Dataset entries:
>>>>>

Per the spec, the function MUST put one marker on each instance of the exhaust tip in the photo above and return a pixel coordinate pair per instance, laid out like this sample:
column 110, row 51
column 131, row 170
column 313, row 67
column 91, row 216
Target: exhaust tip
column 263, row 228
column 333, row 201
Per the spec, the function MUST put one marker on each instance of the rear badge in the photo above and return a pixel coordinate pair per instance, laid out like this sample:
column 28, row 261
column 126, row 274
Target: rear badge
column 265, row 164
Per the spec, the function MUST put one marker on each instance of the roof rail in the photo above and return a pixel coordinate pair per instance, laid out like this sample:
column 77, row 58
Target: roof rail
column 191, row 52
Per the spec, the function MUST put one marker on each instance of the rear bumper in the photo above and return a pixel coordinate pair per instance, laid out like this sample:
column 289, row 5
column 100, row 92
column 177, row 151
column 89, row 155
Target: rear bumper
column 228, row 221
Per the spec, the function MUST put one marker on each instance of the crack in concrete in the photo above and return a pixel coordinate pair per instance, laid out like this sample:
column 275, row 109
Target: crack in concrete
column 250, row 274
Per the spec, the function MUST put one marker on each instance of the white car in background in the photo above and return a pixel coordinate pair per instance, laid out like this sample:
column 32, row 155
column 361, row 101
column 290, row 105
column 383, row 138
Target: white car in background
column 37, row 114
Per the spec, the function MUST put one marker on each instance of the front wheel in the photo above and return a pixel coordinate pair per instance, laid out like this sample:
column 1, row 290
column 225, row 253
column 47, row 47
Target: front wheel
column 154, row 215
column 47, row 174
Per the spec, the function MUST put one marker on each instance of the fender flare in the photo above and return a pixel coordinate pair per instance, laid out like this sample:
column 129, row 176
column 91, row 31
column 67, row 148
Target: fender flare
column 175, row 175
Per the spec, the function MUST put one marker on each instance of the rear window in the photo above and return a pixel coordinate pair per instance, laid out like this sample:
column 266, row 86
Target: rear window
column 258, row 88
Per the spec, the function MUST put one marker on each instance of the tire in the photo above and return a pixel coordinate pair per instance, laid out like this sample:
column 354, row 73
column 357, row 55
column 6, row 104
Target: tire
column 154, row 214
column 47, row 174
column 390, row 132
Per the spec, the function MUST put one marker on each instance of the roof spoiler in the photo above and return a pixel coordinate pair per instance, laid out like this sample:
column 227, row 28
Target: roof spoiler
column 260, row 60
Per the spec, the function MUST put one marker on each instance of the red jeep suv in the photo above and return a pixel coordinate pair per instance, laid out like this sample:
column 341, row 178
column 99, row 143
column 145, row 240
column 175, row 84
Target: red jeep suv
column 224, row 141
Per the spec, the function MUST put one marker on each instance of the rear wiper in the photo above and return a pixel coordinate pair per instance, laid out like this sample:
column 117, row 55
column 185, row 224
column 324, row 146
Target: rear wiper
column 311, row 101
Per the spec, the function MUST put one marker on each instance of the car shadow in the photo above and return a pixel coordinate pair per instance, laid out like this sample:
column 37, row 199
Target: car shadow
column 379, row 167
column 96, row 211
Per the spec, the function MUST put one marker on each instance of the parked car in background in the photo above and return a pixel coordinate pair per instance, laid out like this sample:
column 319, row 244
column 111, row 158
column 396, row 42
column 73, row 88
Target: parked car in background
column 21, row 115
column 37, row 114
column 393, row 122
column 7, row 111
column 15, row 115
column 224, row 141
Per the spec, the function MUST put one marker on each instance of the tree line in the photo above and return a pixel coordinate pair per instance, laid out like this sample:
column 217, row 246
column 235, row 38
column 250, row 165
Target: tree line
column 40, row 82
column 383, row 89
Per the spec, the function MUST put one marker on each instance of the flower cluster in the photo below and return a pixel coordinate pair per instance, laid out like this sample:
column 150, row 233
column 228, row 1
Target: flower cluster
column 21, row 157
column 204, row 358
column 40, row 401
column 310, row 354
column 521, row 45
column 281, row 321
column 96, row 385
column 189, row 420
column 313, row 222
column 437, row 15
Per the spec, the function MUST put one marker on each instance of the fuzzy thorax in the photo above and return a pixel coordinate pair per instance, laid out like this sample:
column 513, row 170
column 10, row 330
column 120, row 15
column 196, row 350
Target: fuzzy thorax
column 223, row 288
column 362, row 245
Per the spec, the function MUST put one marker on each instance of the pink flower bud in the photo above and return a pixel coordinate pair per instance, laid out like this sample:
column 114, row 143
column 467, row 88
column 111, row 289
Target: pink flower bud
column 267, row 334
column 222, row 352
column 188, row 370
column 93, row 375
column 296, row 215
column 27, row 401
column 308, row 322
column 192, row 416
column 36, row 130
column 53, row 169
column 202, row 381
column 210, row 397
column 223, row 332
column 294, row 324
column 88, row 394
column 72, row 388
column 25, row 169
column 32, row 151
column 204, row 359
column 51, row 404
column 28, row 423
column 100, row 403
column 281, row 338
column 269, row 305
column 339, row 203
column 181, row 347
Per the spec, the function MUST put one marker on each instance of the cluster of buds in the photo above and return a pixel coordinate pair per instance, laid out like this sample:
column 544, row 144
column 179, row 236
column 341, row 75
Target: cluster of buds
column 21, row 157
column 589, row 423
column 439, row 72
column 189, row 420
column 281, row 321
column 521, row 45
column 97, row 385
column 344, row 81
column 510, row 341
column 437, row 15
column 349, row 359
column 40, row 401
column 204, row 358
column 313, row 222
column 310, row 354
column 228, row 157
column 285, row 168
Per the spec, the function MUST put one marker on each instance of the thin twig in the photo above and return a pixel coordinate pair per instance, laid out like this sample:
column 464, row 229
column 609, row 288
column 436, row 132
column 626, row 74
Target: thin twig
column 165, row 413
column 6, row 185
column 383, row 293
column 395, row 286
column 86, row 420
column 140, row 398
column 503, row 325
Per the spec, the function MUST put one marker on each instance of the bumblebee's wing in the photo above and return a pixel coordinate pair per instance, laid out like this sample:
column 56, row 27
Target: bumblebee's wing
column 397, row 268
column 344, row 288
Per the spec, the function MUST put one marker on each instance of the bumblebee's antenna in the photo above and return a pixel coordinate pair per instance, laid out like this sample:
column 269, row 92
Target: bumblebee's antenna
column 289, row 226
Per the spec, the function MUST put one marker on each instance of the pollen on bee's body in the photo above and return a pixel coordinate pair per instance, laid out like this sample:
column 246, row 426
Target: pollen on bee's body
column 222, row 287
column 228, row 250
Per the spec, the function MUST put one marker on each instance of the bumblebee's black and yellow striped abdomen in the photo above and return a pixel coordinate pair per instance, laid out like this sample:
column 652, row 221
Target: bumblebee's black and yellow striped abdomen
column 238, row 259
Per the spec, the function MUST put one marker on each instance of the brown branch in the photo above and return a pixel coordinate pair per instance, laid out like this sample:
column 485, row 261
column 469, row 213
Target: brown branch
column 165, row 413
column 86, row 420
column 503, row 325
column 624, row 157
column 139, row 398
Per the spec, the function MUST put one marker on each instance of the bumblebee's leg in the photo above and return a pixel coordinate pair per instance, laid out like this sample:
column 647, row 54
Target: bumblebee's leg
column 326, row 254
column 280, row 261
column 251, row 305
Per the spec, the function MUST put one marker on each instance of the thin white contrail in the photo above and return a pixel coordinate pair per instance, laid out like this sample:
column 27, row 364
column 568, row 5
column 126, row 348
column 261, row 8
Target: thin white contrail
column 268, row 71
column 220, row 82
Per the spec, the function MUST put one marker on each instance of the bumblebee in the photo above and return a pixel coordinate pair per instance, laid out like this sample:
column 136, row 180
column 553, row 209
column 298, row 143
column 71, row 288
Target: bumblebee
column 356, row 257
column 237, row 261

<<<<<

Work instructions: Render the stretch from the line containing "the rear wiper" through the line containing "Target: rear wiper" as a Markdown table with the columns Index and Line. Number each line and omit any blank lines.

Task result:
| Index | Line |
|---|---|
| 1 | Per the spec, the function MUST put one marker on each instance of the rear wiper in the photo above and return a pixel coordinate pair per instance, laid out like this sample: |
| 2 | column 117, row 55 |
| 3 | column 185, row 224 |
| 4 | column 324, row 146 |
| 5 | Target: rear wiper |